Dataset rows on where objects appear
· · · ·
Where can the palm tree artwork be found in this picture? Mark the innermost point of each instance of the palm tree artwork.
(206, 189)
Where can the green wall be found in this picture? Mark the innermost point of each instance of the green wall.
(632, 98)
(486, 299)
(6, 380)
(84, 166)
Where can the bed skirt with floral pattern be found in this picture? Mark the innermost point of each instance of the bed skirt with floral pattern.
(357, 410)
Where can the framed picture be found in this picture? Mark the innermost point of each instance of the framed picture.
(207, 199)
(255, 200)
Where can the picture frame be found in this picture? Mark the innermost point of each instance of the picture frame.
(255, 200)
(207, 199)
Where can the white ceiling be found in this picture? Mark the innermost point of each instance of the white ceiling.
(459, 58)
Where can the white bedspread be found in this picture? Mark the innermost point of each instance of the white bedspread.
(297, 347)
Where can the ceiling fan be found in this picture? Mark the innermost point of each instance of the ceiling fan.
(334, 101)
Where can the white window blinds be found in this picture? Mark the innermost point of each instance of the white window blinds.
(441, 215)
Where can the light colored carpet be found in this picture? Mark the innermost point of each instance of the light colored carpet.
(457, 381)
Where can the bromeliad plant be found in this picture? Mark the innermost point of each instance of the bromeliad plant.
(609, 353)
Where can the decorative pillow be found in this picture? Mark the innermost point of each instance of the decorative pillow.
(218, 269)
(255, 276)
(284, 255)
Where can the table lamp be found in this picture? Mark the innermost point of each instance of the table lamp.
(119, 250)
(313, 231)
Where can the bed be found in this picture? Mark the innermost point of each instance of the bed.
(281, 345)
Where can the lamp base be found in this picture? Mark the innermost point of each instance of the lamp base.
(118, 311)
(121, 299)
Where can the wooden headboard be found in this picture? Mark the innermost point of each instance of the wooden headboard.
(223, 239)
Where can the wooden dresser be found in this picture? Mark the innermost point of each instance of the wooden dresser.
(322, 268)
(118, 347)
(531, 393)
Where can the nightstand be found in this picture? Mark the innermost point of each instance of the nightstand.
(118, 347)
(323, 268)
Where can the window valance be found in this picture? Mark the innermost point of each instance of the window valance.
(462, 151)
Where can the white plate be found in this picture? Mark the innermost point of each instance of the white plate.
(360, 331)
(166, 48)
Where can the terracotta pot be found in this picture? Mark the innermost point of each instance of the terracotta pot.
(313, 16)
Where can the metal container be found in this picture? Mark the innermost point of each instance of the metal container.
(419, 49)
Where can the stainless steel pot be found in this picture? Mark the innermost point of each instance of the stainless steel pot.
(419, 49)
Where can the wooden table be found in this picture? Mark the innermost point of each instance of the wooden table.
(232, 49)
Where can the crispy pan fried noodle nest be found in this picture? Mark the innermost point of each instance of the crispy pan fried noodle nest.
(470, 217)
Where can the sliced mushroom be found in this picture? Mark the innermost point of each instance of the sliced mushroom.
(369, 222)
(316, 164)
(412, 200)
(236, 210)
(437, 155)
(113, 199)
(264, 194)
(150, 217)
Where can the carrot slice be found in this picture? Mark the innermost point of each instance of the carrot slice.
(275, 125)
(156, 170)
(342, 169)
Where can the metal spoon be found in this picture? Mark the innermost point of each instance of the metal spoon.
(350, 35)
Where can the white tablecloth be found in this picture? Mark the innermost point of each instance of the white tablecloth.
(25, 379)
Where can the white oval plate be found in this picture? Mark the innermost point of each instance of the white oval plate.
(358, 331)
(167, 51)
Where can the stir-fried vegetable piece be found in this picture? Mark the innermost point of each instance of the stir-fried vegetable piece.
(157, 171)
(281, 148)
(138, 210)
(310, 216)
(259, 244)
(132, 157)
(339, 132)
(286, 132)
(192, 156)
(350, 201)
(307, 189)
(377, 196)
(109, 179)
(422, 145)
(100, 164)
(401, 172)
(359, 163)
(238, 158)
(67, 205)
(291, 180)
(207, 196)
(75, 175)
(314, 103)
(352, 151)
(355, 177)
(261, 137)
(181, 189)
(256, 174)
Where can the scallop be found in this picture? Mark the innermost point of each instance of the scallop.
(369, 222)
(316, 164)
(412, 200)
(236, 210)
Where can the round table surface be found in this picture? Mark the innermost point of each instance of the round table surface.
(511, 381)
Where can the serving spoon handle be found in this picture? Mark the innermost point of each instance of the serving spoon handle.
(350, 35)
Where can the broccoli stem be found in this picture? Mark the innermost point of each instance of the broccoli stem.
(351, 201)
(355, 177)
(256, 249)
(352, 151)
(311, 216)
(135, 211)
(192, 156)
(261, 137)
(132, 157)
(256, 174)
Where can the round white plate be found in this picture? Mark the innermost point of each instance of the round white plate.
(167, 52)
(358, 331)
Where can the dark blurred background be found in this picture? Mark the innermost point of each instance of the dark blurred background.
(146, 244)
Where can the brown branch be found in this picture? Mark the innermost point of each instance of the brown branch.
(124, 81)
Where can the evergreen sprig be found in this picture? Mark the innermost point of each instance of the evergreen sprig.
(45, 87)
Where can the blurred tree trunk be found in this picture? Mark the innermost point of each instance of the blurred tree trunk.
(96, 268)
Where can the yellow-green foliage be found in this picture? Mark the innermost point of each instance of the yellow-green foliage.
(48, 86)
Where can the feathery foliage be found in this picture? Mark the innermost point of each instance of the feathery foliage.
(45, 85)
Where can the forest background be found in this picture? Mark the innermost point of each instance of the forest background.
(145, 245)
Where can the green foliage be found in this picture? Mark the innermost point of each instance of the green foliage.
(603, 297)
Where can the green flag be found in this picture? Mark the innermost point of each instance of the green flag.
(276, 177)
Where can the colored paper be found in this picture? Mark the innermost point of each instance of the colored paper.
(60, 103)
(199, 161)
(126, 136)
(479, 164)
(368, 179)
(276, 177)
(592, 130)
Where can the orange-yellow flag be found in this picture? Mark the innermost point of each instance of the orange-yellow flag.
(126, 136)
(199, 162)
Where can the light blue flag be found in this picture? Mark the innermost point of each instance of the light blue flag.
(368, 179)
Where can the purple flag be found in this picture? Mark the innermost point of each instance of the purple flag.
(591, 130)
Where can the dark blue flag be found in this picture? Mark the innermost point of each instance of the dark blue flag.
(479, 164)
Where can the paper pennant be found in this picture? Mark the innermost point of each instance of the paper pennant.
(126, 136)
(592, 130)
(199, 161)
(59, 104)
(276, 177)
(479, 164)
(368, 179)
· · · ·
— SET TASK —
The lines to reproduce run from the line containing "Where can the orange-yellow" to the end of the listing; write them out exactly and add nothing.

— TASK OUTPUT —
Where can the orange-yellow flag be found in this picture? Mark the innermost point of each instance of the orange-yellow flag.
(126, 136)
(199, 162)
Where can the light blue flag be found in this picture? Mark the innermost point of each instance of the light blue flag.
(368, 179)
Where can the purple flag be found in this picture? Mark the innermost point of each instance of the purple flag.
(591, 130)
Where can the dark blue flag be found in this picture? Mark the innermost point of each instance of the dark blue flag.
(479, 164)
Where can the paper pennant be found in this picture? Mark the innermost point of each instance of the paper pennant.
(126, 136)
(592, 130)
(199, 161)
(59, 104)
(276, 177)
(479, 164)
(368, 179)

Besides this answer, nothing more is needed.